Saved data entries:
===============
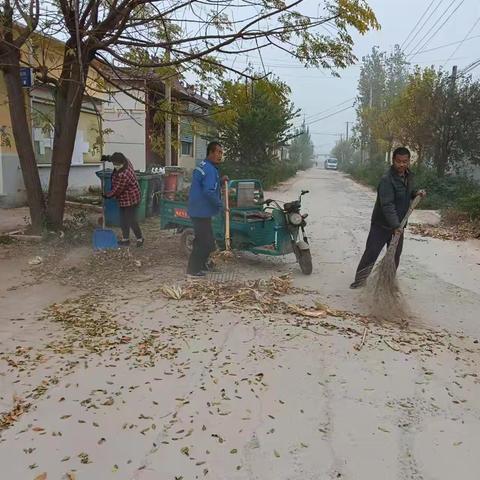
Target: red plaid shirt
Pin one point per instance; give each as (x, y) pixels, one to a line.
(125, 187)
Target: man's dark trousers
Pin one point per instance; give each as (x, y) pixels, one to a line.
(377, 238)
(203, 245)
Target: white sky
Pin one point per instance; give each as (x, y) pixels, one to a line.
(315, 91)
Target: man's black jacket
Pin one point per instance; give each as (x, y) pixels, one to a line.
(394, 194)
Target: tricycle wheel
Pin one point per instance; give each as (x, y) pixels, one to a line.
(305, 261)
(186, 241)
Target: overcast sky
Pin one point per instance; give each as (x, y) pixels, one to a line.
(318, 94)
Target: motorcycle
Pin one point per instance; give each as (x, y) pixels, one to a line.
(295, 223)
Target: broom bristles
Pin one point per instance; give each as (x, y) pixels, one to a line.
(383, 287)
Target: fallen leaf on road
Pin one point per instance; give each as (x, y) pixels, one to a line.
(36, 261)
(307, 313)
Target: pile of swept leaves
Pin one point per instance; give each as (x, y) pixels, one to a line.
(453, 227)
(263, 296)
(88, 325)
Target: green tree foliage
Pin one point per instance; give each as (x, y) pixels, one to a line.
(253, 122)
(134, 36)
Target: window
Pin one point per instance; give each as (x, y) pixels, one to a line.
(186, 139)
(42, 119)
(86, 139)
(187, 149)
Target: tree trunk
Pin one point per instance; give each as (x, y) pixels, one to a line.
(68, 105)
(23, 139)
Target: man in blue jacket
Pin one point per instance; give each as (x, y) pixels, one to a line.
(205, 201)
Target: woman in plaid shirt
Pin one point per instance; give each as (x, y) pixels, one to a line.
(126, 190)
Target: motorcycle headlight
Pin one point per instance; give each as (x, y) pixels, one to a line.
(295, 218)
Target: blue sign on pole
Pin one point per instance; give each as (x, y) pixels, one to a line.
(26, 76)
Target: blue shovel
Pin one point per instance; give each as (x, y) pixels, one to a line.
(103, 238)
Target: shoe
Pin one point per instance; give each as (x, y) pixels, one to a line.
(197, 275)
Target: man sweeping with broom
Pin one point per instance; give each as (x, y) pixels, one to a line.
(394, 194)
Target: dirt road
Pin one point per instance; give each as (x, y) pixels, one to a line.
(230, 383)
(440, 279)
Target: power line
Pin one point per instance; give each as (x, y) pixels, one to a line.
(432, 27)
(311, 117)
(470, 67)
(331, 115)
(448, 45)
(417, 24)
(477, 21)
(424, 24)
(441, 26)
===============
> **Your objective**:
The task calls for all records to be set down precisely, excluding any images.

> **Finished exercise**:
Target: red plaid shirt
Pin one point per instance; give each as (x, y) pixels, one to a line.
(125, 187)
Target: man's dark trousers
Pin one point per instance; give each as (x, y) pixels, one to a line.
(377, 238)
(203, 245)
Target: white sky
Pin one point per instance; give each as (x, y) pixels, one to a line.
(315, 91)
Target: man's black jacket
Pin one point per instance; give each as (x, y) pixels, one to a line.
(394, 194)
Target: tricycle wheel
Pin one point per instance; give each as (x, y) pixels, one to a line.
(305, 261)
(186, 241)
Target: overcast sky
Pin one point per instance; give each as (x, y) pixels, one to a line.
(318, 94)
Target: motorcycle
Pin one point per instance; give each as (x, y) pixels, one to a line.
(295, 223)
Target: broom bristles
Pin one point per instance; give each as (x, y) pixels, one to a line.
(383, 287)
Target: fallen leaf on road
Pin one point per instance; give each as (x, y) pixels, one to a line.
(36, 261)
(307, 313)
Target: pile of swept leaves
Pin one point per instance; give each as (x, y) pixels, one to a line.
(453, 227)
(263, 296)
(88, 325)
Target: green tree foliage
Pin one point per instance; give each as (x, y) pixels, one to a line.
(253, 122)
(134, 36)
Target: window
Pin one point per instance; give each as (x, y) pixels, one to a line.
(186, 139)
(42, 119)
(86, 139)
(187, 149)
Target: tree trunk
Pin one point per instance; give each as (x, y) pixels, one to a line.
(68, 105)
(23, 139)
Target: man in blue jacket
Pin one point per instance; give each as (x, y) pixels, one to a line.
(205, 201)
Target: woman in plaid shirt
Pin one point per instance; give each as (x, y) pixels, one to a line.
(126, 190)
Target: motorcycle headlight
Pin one point per instance; give each as (x, y) pixels, one to a line.
(295, 218)
Target: blue sign on pole
Pin one point per instance; give each as (x, y) pixels, one to a line.
(26, 76)
Target: blue shovel
Pin one point per instance; give each as (x, y) pixels, one to a line.
(103, 238)
Target: shoe
Pin one point per instance; give each as (x, y) pixels, one to a line.
(197, 275)
Target: man sweeping with broom
Pin one point per instance; give each as (x, y) pixels, one to a line.
(394, 194)
Target: dirt road
Pin one point per instance; give each as (x, y) pixels, one to a line.
(230, 383)
(440, 279)
Target: power line
Pin one point per instance; give each as (x, y) pixels, one to a line.
(432, 27)
(311, 117)
(470, 67)
(331, 115)
(448, 45)
(417, 24)
(477, 21)
(424, 24)
(441, 26)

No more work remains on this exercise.